— BEGIN Data section —

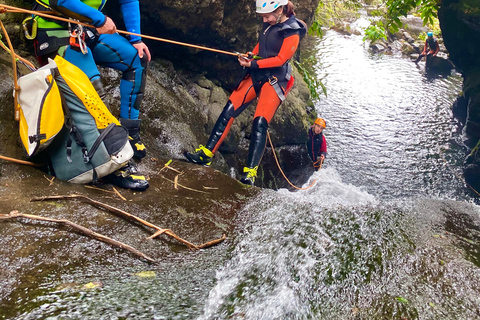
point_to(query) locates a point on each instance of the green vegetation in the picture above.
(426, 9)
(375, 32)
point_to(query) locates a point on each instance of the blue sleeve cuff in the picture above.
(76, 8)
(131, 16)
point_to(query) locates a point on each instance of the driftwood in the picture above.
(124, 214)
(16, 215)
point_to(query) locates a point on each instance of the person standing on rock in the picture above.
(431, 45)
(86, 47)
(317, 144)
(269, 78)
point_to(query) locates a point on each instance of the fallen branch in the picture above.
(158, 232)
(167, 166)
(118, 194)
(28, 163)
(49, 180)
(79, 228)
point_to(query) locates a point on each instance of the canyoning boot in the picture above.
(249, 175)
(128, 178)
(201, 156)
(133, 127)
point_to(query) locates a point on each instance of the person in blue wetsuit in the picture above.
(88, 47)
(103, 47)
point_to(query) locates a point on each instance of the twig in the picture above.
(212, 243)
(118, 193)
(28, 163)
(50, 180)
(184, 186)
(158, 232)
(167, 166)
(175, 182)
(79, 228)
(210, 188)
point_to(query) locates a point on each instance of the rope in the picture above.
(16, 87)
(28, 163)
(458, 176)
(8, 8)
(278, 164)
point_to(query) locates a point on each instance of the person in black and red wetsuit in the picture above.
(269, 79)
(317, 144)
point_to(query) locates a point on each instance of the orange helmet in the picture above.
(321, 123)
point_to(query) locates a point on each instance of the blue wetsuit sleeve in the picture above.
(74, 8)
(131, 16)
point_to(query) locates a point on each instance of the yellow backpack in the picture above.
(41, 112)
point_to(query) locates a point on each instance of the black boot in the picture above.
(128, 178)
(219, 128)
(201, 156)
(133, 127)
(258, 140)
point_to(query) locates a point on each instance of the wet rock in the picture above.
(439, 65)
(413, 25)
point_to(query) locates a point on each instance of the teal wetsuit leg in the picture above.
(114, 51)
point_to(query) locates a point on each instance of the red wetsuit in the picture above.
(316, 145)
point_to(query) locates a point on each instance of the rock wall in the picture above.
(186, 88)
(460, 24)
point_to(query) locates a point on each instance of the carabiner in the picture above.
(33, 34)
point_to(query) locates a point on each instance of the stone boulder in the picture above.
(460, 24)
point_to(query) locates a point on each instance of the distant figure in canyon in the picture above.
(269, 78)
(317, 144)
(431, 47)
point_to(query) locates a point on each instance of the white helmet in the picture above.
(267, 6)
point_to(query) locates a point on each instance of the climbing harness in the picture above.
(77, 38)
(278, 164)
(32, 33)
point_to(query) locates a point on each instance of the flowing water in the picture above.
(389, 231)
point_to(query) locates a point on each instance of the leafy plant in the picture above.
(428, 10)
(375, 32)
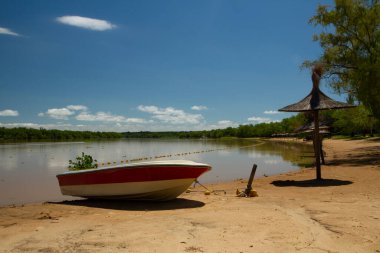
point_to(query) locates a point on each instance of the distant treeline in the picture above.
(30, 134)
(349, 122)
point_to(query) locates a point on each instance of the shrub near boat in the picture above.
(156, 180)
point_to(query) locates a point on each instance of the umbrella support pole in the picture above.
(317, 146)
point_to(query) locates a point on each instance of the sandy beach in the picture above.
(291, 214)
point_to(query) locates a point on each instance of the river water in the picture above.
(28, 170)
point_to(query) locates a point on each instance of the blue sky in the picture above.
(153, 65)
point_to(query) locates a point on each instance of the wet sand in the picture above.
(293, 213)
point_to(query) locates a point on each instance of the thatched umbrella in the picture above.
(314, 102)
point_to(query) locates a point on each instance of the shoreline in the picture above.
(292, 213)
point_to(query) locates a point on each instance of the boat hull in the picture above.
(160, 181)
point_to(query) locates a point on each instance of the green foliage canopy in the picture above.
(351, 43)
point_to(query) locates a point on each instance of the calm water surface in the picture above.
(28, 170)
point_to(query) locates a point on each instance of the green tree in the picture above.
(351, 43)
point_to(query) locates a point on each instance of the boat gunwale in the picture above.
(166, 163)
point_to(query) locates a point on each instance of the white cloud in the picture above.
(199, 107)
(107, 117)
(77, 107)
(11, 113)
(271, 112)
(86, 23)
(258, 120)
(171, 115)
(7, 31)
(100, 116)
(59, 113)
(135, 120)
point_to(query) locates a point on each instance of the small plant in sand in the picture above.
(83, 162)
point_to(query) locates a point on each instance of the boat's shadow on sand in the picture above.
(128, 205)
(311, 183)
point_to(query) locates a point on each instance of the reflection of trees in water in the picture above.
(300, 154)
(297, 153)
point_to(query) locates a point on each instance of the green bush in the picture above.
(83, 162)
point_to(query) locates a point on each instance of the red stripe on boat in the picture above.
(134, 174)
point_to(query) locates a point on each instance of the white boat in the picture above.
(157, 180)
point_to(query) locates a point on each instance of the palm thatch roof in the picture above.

— END Data section —

▸ Task requirements:
Go back to the records above and write them out exactly, without the pictures.

▸ In response:
point_to(query) locates a point on each instance of the green vegetation in the picture above.
(426, 9)
(375, 32)
point_to(query) locates a point on each instance of the blue sleeve cuff in the picture above.
(76, 8)
(131, 16)
point_to(query) locates a point on each instance of the driftwood in the picture above.
(124, 214)
(16, 215)
point_to(query) locates a point on each instance of the person standing on rock in the picture above.
(431, 45)
(86, 47)
(317, 144)
(269, 78)
point_to(query) locates a point on each instance of the fallen branch in the picture above.
(158, 232)
(167, 166)
(118, 194)
(28, 163)
(49, 180)
(79, 228)
point_to(query) locates a point on each instance of the canyoning boot in the picture above.
(249, 175)
(128, 178)
(201, 156)
(133, 127)
point_to(query) locates a point on each instance of the person in blue wetsuit in the picture above.
(88, 47)
(103, 47)
point_to(query) locates a point on each instance of the twig in the picture above.
(212, 243)
(118, 193)
(28, 163)
(50, 180)
(184, 186)
(158, 232)
(167, 166)
(175, 182)
(79, 228)
(210, 188)
point_to(query) locates a point on each instance of the rope in the picture above.
(16, 87)
(28, 163)
(458, 176)
(8, 8)
(278, 164)
point_to(query) locates a point on each instance of the person in black and red wetsuit in the picture above.
(269, 79)
(317, 144)
point_to(query) locates a point on each instance of the orange helmet in the picture above.
(321, 123)
point_to(query) locates a point on each instance of the blue wetsuit sleeve in the picture above.
(74, 8)
(131, 16)
point_to(query) locates a point on each instance of the yellow backpack in the picture above.
(41, 112)
point_to(query) locates a point on each instance of the black boot in the picture above.
(128, 178)
(219, 128)
(201, 156)
(133, 127)
(258, 140)
point_to(query) locates a point on each instance of the wet rock in the picture above.
(439, 65)
(413, 25)
point_to(query) locates a point on each instance of the teal wetsuit leg in the picture above.
(114, 51)
point_to(query) locates a point on each instance of the red wetsuit in the picture above.
(316, 145)
point_to(query) locates a point on each instance of the rock wall in the picture above.
(186, 88)
(460, 24)
point_to(query) locates a point on each instance of the carabiner in the picture above.
(33, 34)
point_to(query) locates a point on each instance of the stone boulder in the picture above.
(460, 24)
point_to(query) locates a point on each instance of the distant figure in canyon in the picture above.
(269, 78)
(317, 144)
(431, 47)
point_to(query) locates a point on each instance of the white helmet in the picture above.
(267, 6)
point_to(query) locates a point on each instance of the climbing harness in the picture above.
(77, 38)
(278, 164)
(32, 33)
point_to(query) locates a point on each instance of the flowing water in the picture above.
(389, 231)
point_to(query) locates a point on each instance of the leafy plant in the picture above.
(428, 10)
(375, 32)
point_to(query) locates a point on each instance of the distant treeline in the picture above.
(30, 134)
(349, 122)
point_to(query) locates a point on each instance of the shrub near boat in the picture above.
(156, 180)
point_to(query) locates a point on each instance of the umbrella support pole in the picture above.
(317, 146)
point_to(query) locates a point on each instance of the sandy beach in the picture above.
(291, 214)
point_to(query) locates a point on each instance of the river water in the picture above.
(28, 170)
point_to(query) locates a point on each instance of the blue sky in the picture above.
(153, 65)
point_to(query) locates a point on each instance of the wet sand in the picture above.
(293, 213)
point_to(query) locates a point on each instance of the thatched umbrella in the picture above.
(314, 102)
point_to(query) locates a point on each instance of the shoreline in the picture above.
(292, 213)
point_to(query) locates a point on each instance of the boat hull in the picture above.
(160, 181)
point_to(query) locates a point on each instance of the green foliage canopy in the picture above.
(351, 43)
point_to(query) locates a point on each instance of the calm water surface in the picture above.
(28, 170)
point_to(query) locates a point on each instance of the green tree in the picture above.
(351, 43)
point_to(query) locates a point on each instance of the boat gunwale in the picture above.
(166, 163)
point_to(query) locates a point on each instance of the white cloud in the picture above.
(199, 107)
(107, 117)
(77, 107)
(11, 113)
(271, 112)
(86, 23)
(258, 120)
(171, 115)
(7, 31)
(100, 116)
(59, 113)
(135, 120)
point_to(query) locates a point on each instance of the small plant in sand in the picture above.
(83, 162)
point_to(query) locates a point on each instance of the boat's shadow on sand in the picture above.
(128, 205)
(311, 183)
point_to(query) locates a point on each instance of the reflection of trees in water in the picture above.
(300, 154)
(297, 153)
point_to(query) locates a point on each instance of the green bush in the picture above.
(83, 162)
point_to(query) locates a point on each instance of the red stripe on boat in the picture above.
(134, 174)
point_to(query) locates a point on each instance of the white boat in the picture above.
(157, 180)
point_to(query) locates a point on each instance of the palm thatch roof in the picture above.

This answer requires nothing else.